- [WHAT IS REQUIRED]:
Render all of the entries below as a single numbered list, one line per item, leaving out any blank lines.

- [SUPPLIED DATA]:
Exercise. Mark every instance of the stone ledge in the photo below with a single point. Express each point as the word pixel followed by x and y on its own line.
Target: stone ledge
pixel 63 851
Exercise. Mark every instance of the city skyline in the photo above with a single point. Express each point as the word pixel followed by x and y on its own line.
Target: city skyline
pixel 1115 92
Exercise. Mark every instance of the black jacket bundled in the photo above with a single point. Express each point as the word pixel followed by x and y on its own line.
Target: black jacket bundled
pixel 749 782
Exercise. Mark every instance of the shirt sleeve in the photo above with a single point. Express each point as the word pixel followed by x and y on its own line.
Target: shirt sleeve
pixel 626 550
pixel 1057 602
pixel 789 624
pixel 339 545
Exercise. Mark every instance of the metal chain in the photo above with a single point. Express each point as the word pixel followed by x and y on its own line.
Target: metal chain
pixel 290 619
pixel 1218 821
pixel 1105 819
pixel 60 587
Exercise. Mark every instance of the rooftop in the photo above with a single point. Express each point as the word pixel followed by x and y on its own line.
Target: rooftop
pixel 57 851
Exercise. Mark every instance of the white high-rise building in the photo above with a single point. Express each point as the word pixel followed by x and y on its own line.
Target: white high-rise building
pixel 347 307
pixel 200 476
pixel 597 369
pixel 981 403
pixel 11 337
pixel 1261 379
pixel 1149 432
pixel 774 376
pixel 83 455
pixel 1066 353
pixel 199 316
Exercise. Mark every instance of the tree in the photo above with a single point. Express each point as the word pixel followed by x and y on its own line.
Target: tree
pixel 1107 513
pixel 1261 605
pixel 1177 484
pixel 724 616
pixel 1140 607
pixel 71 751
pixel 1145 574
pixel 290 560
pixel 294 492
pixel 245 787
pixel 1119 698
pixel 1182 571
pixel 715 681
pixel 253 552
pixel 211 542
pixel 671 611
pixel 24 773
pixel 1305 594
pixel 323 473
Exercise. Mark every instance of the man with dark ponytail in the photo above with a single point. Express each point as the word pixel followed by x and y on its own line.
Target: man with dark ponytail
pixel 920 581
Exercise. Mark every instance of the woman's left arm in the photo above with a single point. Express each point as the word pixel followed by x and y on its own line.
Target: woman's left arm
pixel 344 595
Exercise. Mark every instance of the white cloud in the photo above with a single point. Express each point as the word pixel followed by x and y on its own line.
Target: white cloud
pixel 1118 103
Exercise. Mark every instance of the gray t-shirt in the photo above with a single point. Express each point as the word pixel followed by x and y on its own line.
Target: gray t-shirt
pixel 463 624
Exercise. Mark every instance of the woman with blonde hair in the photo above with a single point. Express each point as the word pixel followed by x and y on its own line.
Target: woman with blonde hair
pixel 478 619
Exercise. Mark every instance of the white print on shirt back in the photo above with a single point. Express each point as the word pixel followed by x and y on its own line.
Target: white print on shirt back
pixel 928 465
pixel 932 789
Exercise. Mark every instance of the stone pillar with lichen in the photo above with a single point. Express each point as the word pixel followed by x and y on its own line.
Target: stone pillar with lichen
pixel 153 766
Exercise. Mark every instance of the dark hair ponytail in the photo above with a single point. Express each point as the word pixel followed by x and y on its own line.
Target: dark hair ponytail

- [RESULT]:
1. Exercise. Mark every instance of the stone ledge in the photo below with a single point. Express each point as the word pixel followed by x and y on its own line.
2. Target: stone ledge
3. pixel 63 851
4. Exercise. Mark every instance of the city skyline in the photo above with a single point. Express each point as the word pixel followed by x and y on its own line.
5. Target: city skyline
6. pixel 1115 92
7. Exercise. Mark every instance of the black jacket bundled in the photo above with a single point. Express each point as the word pixel followed by x and y on its own line.
8. Target: black jacket bundled
9. pixel 749 782
10. Exercise. Mark every instance of the shirt sleeve in the photo above with a single point. Express each point as the word pixel followed by x and y on its own line.
11. Target: shirt sleeve
12. pixel 626 550
13. pixel 1057 602
14. pixel 789 624
15. pixel 339 545
16. Exercise. Mark every instance of the metal chain in the photo above with a single point. Express each point as the word pixel followed by x and y on its own line.
17. Target: metal chain
18. pixel 290 619
19. pixel 1218 821
20. pixel 1105 819
21. pixel 60 587
22. Exercise. Mark every instance of the rooftop in the photo above with a single point. Express each point as the word pixel followed by x and y on its own line.
23. Target: rooftop
24. pixel 57 851
25. Exercise. Mark every instance of the white high-rise building in the photo above with a single point. Express each point as the word pixel followed by x and y on its own line.
26. Target: white high-rise building
27. pixel 347 307
28. pixel 200 476
29. pixel 597 369
30. pixel 981 403
31. pixel 11 337
32. pixel 1261 379
33. pixel 1149 432
34. pixel 774 376
35. pixel 83 455
36. pixel 1066 353
37. pixel 199 316
38. Exercise. Mark every instance of the tree in the photo above with a single point. Express each point as the word pixel followed by x and y on its own line.
39. Target: tree
40. pixel 1107 513
41. pixel 1261 605
42. pixel 1177 484
43. pixel 724 616
44. pixel 1140 607
45. pixel 71 751
46. pixel 1145 574
47. pixel 290 560
48. pixel 294 492
49. pixel 245 787
50. pixel 1119 698
51. pixel 1182 571
52. pixel 715 681
53. pixel 253 552
54. pixel 211 542
55. pixel 671 611
56. pixel 24 773
57. pixel 1305 594
58. pixel 323 473
59. Exercise. Mark every instance of the man with dark ponytail in the photo above with a single point. Express each point as the word pixel followed by x and y on its own line.
60. Target: man with dark ponytail
61. pixel 920 581
62. Exercise. Mark every instance of the woman's left arm in the photo above with a single point. Express each point as the word pixel followed by x and y on its own line.
63. Target: woman's left arm
64. pixel 344 595
65. Exercise. Mark every instance of the white cloud in the photo above with a single point. Express each point as the word pixel followed by x and y on its own line.
66. Target: white cloud
67. pixel 1118 103
68. Exercise. Mark every instance of the gray t-shirt in the photo above with a single point. Express each point as the word pixel followed by x and y on its own line.
69. Target: gray t-shirt
70. pixel 463 624
71. Exercise. Mark every instance of the woman with blonde hair in the photo above with a single point. Express each point as the word pixel followed by x and y on its own line.
72. Target: woman with blonde hair
73. pixel 478 619
74. Exercise. Mark every instance of the white print on shirt back in the photo above with a single point. Express each point as the word pixel followed by x and y on its own line.
75. Target: white print on shirt back
76. pixel 928 465
77. pixel 932 789
78. Exercise. Mark every instance of the stone pillar with lichen in the photo above with a single point. Express each point as the word pixel followed by x and y on its own line.
79. Target: stone pillar with lichen
80. pixel 153 766
81. Exercise. Mark every instance of the dark hair ponytail in the photo above with a single point. Express each point as the word pixel followed by x and y on its own line.
82. Target: dark hair ponytail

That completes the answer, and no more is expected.